[Dataset entries]
::::

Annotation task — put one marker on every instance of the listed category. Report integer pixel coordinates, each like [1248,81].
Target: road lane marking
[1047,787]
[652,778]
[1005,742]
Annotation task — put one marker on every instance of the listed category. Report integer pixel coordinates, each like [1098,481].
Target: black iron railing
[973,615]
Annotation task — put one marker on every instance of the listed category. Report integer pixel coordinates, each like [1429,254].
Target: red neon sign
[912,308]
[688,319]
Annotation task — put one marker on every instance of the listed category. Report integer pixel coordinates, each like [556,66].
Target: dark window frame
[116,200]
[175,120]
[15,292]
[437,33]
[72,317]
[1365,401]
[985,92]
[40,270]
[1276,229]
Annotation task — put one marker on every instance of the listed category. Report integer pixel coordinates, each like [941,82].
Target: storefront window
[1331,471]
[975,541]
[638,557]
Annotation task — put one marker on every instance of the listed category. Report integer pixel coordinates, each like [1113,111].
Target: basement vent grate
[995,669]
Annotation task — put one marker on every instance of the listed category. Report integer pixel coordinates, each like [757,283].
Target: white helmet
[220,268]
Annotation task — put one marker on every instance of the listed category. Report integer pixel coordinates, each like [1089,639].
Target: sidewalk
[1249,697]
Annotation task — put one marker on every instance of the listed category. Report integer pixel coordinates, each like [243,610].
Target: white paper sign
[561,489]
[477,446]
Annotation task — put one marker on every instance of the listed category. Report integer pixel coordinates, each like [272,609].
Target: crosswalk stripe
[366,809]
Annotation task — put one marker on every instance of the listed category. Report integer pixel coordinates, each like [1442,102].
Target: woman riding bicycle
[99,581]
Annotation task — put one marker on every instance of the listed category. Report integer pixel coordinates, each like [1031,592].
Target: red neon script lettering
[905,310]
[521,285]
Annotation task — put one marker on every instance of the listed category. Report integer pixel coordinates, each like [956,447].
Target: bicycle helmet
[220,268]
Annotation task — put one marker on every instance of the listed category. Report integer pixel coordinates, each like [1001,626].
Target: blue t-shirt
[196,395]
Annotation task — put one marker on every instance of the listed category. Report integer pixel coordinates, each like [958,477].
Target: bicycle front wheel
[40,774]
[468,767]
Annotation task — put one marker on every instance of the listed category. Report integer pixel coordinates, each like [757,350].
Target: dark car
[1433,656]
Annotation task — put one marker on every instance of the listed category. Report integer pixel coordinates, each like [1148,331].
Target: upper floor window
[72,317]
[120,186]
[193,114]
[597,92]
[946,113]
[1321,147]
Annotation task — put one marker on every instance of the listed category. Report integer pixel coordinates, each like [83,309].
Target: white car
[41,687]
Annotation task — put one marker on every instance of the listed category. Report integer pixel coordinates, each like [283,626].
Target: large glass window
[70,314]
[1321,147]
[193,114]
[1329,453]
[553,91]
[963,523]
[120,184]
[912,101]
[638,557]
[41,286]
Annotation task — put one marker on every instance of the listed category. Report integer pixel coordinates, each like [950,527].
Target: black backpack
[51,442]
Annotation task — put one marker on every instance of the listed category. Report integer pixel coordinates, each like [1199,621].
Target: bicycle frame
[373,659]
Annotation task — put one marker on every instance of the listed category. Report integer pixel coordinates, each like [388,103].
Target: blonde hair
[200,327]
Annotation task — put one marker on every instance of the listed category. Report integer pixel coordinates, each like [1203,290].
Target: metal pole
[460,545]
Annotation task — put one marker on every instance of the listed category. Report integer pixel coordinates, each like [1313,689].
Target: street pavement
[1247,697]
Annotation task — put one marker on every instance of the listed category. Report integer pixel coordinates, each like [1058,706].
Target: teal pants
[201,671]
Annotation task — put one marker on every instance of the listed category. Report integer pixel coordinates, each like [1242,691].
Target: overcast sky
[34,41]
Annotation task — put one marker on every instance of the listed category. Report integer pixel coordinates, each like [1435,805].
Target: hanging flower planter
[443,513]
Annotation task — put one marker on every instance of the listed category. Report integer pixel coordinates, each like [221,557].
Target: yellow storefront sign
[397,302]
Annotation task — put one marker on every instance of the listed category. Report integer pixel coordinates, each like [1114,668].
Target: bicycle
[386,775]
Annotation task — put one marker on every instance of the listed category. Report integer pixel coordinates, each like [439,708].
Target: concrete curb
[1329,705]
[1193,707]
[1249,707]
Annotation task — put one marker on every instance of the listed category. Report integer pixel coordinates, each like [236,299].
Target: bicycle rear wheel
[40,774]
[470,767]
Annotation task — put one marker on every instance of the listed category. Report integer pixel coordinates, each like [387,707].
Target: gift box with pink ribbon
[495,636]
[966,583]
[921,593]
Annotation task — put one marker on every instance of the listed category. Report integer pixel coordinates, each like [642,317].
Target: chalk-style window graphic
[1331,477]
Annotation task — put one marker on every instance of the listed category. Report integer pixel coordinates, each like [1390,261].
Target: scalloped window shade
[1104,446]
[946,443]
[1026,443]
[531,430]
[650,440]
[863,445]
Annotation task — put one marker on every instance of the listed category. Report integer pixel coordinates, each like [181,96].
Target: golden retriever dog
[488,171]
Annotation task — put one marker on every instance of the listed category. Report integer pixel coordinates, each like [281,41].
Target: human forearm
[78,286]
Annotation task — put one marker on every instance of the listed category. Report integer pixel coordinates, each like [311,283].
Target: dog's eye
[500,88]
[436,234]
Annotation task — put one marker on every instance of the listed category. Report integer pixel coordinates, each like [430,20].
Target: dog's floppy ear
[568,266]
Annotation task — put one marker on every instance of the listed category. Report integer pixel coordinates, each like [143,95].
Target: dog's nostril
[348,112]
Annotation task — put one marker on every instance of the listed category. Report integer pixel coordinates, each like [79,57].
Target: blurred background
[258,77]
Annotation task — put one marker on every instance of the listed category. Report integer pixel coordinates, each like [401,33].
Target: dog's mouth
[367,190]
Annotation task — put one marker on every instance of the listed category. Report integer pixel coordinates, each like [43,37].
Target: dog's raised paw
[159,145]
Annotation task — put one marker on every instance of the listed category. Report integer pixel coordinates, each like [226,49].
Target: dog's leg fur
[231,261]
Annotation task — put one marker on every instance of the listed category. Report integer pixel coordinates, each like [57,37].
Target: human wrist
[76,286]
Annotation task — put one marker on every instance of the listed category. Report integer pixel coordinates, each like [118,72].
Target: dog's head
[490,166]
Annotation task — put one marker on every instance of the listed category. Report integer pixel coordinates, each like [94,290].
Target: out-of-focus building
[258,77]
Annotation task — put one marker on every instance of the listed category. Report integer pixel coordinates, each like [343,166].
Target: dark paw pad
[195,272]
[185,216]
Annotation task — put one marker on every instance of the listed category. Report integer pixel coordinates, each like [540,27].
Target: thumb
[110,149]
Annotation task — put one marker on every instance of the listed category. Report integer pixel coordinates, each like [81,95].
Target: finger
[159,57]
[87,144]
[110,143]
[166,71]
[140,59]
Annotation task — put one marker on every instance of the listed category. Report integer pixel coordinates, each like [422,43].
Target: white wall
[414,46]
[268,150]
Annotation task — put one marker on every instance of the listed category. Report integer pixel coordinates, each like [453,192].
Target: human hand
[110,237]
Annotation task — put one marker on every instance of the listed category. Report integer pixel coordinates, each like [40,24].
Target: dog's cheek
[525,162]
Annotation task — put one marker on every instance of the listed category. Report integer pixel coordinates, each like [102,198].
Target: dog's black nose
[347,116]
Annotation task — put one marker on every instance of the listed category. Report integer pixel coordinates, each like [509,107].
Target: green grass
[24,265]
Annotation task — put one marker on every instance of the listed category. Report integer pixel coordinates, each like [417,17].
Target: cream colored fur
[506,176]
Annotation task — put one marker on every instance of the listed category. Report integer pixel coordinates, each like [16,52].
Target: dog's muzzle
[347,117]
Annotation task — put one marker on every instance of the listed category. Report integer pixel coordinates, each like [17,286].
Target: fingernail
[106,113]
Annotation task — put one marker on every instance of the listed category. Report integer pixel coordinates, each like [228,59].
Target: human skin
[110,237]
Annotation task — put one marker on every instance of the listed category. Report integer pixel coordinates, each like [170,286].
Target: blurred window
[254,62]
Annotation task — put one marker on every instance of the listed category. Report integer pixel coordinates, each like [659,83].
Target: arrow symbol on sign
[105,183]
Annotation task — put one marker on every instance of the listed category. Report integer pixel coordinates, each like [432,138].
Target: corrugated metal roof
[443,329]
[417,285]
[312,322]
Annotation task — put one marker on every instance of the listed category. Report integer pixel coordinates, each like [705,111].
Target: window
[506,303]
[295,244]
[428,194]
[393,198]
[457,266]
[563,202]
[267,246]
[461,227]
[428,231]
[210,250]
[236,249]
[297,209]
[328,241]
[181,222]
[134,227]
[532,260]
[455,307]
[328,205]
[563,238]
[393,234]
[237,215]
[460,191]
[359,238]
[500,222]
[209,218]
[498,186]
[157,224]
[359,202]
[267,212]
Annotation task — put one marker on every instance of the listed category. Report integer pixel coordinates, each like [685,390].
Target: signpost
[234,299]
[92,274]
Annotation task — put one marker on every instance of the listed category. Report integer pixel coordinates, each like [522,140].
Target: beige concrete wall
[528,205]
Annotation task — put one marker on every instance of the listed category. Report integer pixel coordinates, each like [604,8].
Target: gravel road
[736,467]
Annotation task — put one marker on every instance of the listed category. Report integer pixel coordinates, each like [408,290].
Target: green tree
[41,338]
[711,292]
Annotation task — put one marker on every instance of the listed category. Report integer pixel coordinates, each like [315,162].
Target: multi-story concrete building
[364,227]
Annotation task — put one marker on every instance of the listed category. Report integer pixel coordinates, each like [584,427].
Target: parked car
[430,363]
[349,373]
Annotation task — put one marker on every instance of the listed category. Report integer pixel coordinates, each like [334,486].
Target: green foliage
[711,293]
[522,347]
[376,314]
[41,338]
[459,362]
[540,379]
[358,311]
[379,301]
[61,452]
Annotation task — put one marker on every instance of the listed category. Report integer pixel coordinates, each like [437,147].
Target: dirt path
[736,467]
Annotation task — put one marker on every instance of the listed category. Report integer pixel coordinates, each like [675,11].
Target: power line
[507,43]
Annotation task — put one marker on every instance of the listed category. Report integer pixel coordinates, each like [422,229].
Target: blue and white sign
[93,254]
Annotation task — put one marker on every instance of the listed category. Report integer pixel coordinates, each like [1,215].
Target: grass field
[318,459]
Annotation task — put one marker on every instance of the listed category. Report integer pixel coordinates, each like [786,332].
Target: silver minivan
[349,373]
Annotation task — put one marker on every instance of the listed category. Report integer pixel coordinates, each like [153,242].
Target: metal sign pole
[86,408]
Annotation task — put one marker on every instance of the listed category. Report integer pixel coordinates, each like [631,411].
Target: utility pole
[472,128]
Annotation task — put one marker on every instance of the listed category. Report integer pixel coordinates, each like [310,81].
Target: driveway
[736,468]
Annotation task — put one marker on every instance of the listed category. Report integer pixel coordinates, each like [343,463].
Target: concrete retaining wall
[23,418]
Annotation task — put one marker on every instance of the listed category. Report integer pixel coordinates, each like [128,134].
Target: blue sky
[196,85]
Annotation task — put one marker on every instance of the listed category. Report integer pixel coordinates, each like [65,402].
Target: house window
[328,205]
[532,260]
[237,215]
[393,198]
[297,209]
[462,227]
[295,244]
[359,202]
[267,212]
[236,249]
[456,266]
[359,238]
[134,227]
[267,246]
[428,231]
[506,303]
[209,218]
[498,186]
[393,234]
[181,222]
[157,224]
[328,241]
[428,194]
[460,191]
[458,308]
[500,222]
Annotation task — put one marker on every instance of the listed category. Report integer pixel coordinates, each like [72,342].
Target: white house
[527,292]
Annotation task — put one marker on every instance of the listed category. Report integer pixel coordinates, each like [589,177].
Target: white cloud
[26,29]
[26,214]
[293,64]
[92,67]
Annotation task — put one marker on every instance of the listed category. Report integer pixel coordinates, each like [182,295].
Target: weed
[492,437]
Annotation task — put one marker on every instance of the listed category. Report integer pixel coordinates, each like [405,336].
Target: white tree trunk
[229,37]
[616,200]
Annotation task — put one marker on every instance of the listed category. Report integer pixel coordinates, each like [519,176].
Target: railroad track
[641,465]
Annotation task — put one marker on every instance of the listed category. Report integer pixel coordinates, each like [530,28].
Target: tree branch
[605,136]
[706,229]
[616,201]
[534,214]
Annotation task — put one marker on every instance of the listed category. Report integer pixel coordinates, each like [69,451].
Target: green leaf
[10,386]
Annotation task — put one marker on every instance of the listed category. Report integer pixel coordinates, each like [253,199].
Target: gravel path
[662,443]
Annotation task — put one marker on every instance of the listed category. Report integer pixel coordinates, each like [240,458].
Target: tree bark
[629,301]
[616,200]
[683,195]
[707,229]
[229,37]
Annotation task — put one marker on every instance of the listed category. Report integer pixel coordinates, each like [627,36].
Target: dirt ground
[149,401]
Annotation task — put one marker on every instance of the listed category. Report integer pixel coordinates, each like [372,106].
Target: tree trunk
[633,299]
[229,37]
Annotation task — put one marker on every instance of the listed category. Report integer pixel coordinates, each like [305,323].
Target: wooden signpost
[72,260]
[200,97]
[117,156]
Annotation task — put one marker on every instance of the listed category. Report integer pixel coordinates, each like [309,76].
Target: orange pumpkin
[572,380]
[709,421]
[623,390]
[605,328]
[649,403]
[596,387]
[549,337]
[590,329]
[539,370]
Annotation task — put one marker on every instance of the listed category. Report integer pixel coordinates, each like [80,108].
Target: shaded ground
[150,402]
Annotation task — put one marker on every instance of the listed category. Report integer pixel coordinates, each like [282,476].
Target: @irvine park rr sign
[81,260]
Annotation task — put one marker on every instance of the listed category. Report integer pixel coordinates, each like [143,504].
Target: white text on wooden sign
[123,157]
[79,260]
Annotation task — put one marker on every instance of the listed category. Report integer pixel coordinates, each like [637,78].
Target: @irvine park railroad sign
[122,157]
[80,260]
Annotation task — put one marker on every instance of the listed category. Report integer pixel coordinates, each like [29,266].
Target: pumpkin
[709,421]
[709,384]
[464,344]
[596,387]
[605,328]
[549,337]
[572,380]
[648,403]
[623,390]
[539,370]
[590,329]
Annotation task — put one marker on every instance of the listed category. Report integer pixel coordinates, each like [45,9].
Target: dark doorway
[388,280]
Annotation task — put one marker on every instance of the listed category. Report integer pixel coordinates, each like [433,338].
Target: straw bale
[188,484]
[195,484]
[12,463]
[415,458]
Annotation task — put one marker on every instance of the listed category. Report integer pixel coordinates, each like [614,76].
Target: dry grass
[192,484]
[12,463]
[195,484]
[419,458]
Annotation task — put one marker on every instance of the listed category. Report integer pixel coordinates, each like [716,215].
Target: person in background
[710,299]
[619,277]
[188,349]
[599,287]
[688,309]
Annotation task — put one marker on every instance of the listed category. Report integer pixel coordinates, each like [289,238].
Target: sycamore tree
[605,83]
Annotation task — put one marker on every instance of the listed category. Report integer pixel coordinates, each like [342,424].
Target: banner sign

::::

### About this exercise
Please make an exact copy of the lines above from the line with "each like [1242,691]." through the line with "each like [1390,261].", both ends included.

### Answer for this exercise
Annotation task — put one marker on every instance of the listed category. Report integer pixel coordinates, each like [1242,691].
Target: overcast sky
[34,41]
Annotation task — put one marker on every instance of the listed category. Report integer pixel coordinates, each like [1435,805].
Target: hanging flower planter
[443,513]
Annotation task — put one marker on every instance of the listed category. Report integer pixel coordinates, each like [221,557].
Target: yellow storefront sign
[397,302]
Annotation task — put one marker on every instance of the listed category. Report integer pixel coordinates, each like [1114,668].
Target: bicycle
[386,775]
Annotation task — put one marker on every instance of the listed category. Report integer pixel coordinates, each like [439,708].
Target: concrete curb
[1329,705]
[1193,707]
[1249,707]
Annotation task — put one marker on every instance of the listed category. Report integer pixel coordinates, each like [236,299].
Target: bicycle rear wheel
[40,774]
[470,767]
Annotation task — put one marker on every instance of the listed category. Report integer pixel coordinates, each like [387,707].
Target: gift box with pink ribbon
[495,636]
[966,583]
[921,593]
Annotation task — put one marker on every instance of the listed category. Report integer pixel coordinates, each like [642,317].
Target: chalk-style window graphic
[1331,477]
Annotation task — put one marker on every instance of the listed category. Report integer pixel coordinates, each like [1390,261].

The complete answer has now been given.